▶ _Point-based annotation data_:
○ ○ ○ ○ ○ ○ ○
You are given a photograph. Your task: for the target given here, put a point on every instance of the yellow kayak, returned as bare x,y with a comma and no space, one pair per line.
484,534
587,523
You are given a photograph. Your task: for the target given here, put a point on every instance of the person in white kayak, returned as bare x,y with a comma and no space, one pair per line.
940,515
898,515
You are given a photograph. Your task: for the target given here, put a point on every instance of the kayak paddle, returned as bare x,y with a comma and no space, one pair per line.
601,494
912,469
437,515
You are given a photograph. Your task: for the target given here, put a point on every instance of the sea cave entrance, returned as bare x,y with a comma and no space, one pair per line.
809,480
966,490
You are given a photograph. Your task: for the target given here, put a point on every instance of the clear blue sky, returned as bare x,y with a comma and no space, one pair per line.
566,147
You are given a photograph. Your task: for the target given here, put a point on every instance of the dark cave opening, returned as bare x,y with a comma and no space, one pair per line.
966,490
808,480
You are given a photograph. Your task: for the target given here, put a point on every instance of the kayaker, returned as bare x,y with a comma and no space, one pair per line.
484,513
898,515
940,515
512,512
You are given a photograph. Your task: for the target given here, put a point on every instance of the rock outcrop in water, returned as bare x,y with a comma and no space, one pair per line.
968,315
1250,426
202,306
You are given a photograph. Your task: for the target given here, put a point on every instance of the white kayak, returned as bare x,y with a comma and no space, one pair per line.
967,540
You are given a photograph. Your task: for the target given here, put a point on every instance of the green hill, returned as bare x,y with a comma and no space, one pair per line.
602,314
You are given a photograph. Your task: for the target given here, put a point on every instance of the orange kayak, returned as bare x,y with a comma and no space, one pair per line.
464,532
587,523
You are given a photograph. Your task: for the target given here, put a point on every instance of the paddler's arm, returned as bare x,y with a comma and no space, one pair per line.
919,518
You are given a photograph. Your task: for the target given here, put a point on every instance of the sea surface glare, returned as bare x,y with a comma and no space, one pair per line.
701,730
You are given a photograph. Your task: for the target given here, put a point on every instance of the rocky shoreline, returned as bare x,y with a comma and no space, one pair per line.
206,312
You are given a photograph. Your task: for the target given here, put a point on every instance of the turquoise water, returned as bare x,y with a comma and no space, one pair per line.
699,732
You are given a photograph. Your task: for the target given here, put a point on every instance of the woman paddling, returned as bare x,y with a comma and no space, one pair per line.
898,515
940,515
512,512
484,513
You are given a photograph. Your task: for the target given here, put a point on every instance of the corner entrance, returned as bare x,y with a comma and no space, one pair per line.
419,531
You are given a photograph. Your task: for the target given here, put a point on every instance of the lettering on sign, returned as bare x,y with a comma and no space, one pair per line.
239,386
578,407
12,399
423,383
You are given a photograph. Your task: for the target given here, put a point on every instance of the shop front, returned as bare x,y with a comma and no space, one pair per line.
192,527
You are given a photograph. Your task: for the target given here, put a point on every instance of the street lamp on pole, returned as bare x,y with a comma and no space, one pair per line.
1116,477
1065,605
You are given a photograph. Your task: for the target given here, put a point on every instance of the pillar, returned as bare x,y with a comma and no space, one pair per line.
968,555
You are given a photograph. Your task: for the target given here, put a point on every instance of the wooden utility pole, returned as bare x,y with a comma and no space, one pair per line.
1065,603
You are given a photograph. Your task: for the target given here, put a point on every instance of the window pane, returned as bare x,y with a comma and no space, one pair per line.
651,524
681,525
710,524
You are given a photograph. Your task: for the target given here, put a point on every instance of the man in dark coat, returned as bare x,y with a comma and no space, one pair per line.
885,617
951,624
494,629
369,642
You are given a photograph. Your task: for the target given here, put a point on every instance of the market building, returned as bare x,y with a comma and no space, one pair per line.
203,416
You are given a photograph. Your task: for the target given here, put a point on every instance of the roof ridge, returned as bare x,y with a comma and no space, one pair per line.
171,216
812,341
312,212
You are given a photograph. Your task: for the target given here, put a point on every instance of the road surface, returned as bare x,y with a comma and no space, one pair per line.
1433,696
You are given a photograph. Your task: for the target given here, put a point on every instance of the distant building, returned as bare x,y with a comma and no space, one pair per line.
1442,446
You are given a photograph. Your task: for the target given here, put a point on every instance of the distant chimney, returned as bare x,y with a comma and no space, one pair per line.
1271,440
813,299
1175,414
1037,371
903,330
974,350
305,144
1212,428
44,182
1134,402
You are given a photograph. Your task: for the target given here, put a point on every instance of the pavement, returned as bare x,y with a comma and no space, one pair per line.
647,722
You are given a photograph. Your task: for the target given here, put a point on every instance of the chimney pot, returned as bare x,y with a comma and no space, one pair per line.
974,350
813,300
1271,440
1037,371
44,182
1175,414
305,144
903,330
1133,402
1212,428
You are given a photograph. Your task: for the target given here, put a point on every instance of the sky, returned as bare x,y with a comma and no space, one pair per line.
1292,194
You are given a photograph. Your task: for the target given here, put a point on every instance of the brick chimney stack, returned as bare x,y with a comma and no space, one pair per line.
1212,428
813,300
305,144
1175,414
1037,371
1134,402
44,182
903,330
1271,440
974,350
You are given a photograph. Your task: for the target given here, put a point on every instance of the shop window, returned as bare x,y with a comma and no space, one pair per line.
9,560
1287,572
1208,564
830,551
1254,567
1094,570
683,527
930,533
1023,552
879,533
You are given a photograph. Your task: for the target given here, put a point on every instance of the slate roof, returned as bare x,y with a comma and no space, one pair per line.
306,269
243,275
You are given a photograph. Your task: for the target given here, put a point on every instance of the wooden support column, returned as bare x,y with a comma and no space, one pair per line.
○ ○ ○ ○ ○ ○ ○
▶ _WHAT YOU ARE ASKED TO DO_:
Present every line of the listing above as a Markdown table with two columns, "Row" for the line number and "Line" for the line itself, and omit any blank lines.

▶ _CORRECT OUTPUT_:
| Row | Line |
|---|---|
| 1 | You are given a photograph. Your task: for the target given here, put a point on every instance of the yellow kayak, returned as bare x,y with a comma and no space, one pair per line. |
| 2 | 484,534 |
| 3 | 587,523 |
| 4 | You are given a photograph. Your task: for the target given here, put a point on every instance of the person in white kayak, returned as bare x,y with a comma and no space, one pair per line. |
| 5 | 940,515 |
| 6 | 898,515 |
| 7 | You are given a photograph. Your task: for the target given here, put a point on every instance of the kayak paddle, returned as bare x,y with a comma and no space, one pair per line. |
| 8 | 601,494 |
| 9 | 912,469 |
| 10 | 437,515 |
| 11 | You are given a photograph. Your task: for the target given here, put a point on every instance of the sea cave entrance, returned as bare x,y with a comma and no space, one pair per line. |
| 12 | 809,480 |
| 13 | 966,490 |
| 14 | You are given a photograph. Your task: for the target given here, put a point on every instance of the clear blue sky, returned as bare x,y with a comma and no space, one pair per line. |
| 15 | 566,147 |
| 16 | You are given a photograph. Your task: for the target given here, put a point on every instance of the dark cave opening, returned as bare x,y with a comma and no space, one pair per line. |
| 17 | 966,490 |
| 18 | 808,480 |
| 19 | You are given a photograph. Your task: for the target given here, put a point on every instance of the kayaker, returned as bare x,y with a comma and no space, one pair per line. |
| 20 | 484,513 |
| 21 | 898,515 |
| 22 | 940,515 |
| 23 | 512,512 |
| 24 | You are given a photograph. Your task: for the target given here, put a point on every instance of the rock outcrop in water, returned as bare x,y with a comma and no space, one pair per line. |
| 25 | 968,315 |
| 26 | 1250,426 |
| 27 | 202,306 |
| 28 | You are given a photograph. Your task: for the target given here, put a point on every instance of the white kayak, returned as bare x,y with a comma and no space, one pair per line. |
| 29 | 967,540 |
| 30 | You are given a photograph. Your task: for the target given here, put a point on every instance of the green hill, returned as bare x,y with a comma and no space, one pair per line. |
| 31 | 602,314 |
| 32 | You are given a photograph. Your task: for the target given here, put a point on every instance of the orange kayak, returned as bare x,y with a comma and no space, one pair per line. |
| 33 | 464,532 |
| 34 | 587,523 |
| 35 | You are given a photograph. Your task: for the target given here, put a point on every instance of the paddler's arm, returned as bare x,y with a comma and no space, one pair per line. |
| 36 | 919,518 |
| 37 | You are given a photograph. Your task: for the target given here, put a point on every instance of the sea surface glare, returned as bare x,y with a comma and no space, one pair per line. |
| 38 | 701,730 |
| 39 | You are given a photograph. Your task: for the target given here, put a point on every instance of the rocky shoreline, returned as bare x,y with a comma and no space, one pair per line. |
| 40 | 206,312 |
| 41 | You are given a photograph. Your task: for the target given here, put a point on every instance of the turquoise water, returned as bare x,y with a comma and no space, one pair per line. |
| 42 | 699,732 |
| 43 | You are given a photograph. Your task: for the target given here, put a point on every instance of the woman paddling, returned as bare x,y with a comma and no space, one pair per line. |
| 44 | 898,515 |
| 45 | 940,515 |
| 46 | 512,512 |
| 47 | 484,513 |
| 48 | You are given a photograph. Your task: for the target given here, put a point on every instance of the corner entrance, returned as bare x,y with a comma and no space, one pair per line. |
| 49 | 419,531 |
| 50 | You are given a photograph. Your task: for the target given here, put a point on every instance of the lettering on sign, returned as bare x,y with a comma and no space, one pair per line. |
| 51 | 239,386 |
| 52 | 578,407 |
| 53 | 12,399 |
| 54 | 423,383 |
| 55 | You are given a photograph. Your task: for the target given here, put a point on every instance of the shop front, returned as bare x,y with a comma and no space, one pair per line. |
| 56 | 192,527 |
| 57 | You are given a photograph. Your task: for the target given here, put a point on every instance of the street lamp on pole, returned as bare x,y with a comma and no space, one pair per line. |
| 58 | 1116,477 |
| 59 | 1065,605 |
| 60 | You are given a photograph. Your task: for the target given here, put a point on every instance of the pillar, returned as bare x,y with a comma and no space, one pair per line. |
| 61 | 968,555 |
| 62 | You are given a photograph. Your task: for the target given here, put a point on every instance of the wooden utility pole, returned as bare x,y with a comma and no space, one pair per line. |
| 63 | 1065,603 |
| 64 | You are given a photograph. Your task: for the target given here, put a point on every instance of the window pane, returned as bare x,y with a comma and no space, one pair per line. |
| 65 | 651,524 |
| 66 | 681,525 |
| 67 | 710,524 |
| 68 | You are given a photograph. Your task: for the target given here, put a point on every instance of the man in dark coat, returned as bare x,y with a comma and no space, one pair per line. |
| 69 | 885,617 |
| 70 | 951,624 |
| 71 | 494,629 |
| 72 | 369,642 |
| 73 | You are given a photograph. Your task: for the target given here, put a point on every instance of the market building, returned as bare x,y with a comma and no space, one pair per line. |
| 74 | 203,416 |
| 75 | You are given a photograph. Your task: for the target given here, put a point on every instance of the roof ridge, returned as bare x,y with a comma and no space, one pair per line. |
| 76 | 171,216 |
| 77 | 812,341 |
| 78 | 312,212 |
| 79 | You are given a photograph. Your task: for the target given here, put a point on every instance of the road surface, returned as bare x,y with a comma and no space, one pair per line. |
| 80 | 1433,696 |
| 81 | You are given a photograph. Your task: for the target given here, put a point on every instance of the distant building, returned as bare x,y with a comma and no space, one pair per line. |
| 82 | 1442,446 |
| 83 | You are given a photograph. Your task: for the target given here, put a point on every instance of the distant chimney, returned as bare x,y with a comma and no space, one pair per line. |
| 84 | 1271,440 |
| 85 | 813,299 |
| 86 | 1175,414 |
| 87 | 1037,371 |
| 88 | 903,330 |
| 89 | 974,350 |
| 90 | 305,144 |
| 91 | 1212,428 |
| 92 | 44,182 |
| 93 | 1134,402 |
| 94 | You are given a photograph. Your task: for the target given here, put a point on every instance of the pavement, returned as bare x,y with a comma and no space, one pair per line. |
| 95 | 647,722 |
| 96 | You are given a photograph. Your task: for the target given here, put a point on every instance of the chimney pot, returned as bare x,y with a comma and no space, one pair per line. |
| 97 | 974,350 |
| 98 | 813,300 |
| 99 | 1271,440 |
| 100 | 1037,371 |
| 101 | 44,182 |
| 102 | 1175,414 |
| 103 | 305,144 |
| 104 | 903,330 |
| 105 | 1133,402 |
| 106 | 1212,428 |
| 107 | You are given a photograph. Your task: for the target given here, put a point on every instance of the sky, returned as bare x,y with a comma and no space, one pair per line. |
| 108 | 1292,194 |
| 109 | You are given a photograph. Your task: for the target given here, put a point on every instance of the brick chimney stack, returned as bare x,y with a comma and no space, one pair per line. |
| 110 | 1212,428 |
| 111 | 813,300 |
| 112 | 305,144 |
| 113 | 1175,414 |
| 114 | 1037,371 |
| 115 | 1134,402 |
| 116 | 44,182 |
| 117 | 903,330 |
| 118 | 1271,440 |
| 119 | 974,350 |
| 120 | You are given a photograph. Your task: for the target given here, put a point on every instance of the shop window, returned as bare x,y with a comma and no space, one pair per line. |
| 121 | 9,560 |
| 122 | 1287,572 |
| 123 | 1208,564 |
| 124 | 830,551 |
| 125 | 1254,567 |
| 126 | 1094,570 |
| 127 | 683,527 |
| 128 | 930,533 |
| 129 | 1023,552 |
| 130 | 879,533 |
| 131 | You are given a photograph. Your task: for the target given here, put a point on every instance of the slate roof, returned as bare x,y with a comma and no space, one pair per line. |
| 132 | 306,269 |
| 133 | 243,275 |
| 134 | You are given a photograph. Your task: for the target given here, put a point on every instance of the wooden support column, returned as bare x,y with a comma and no space, one pair per line. |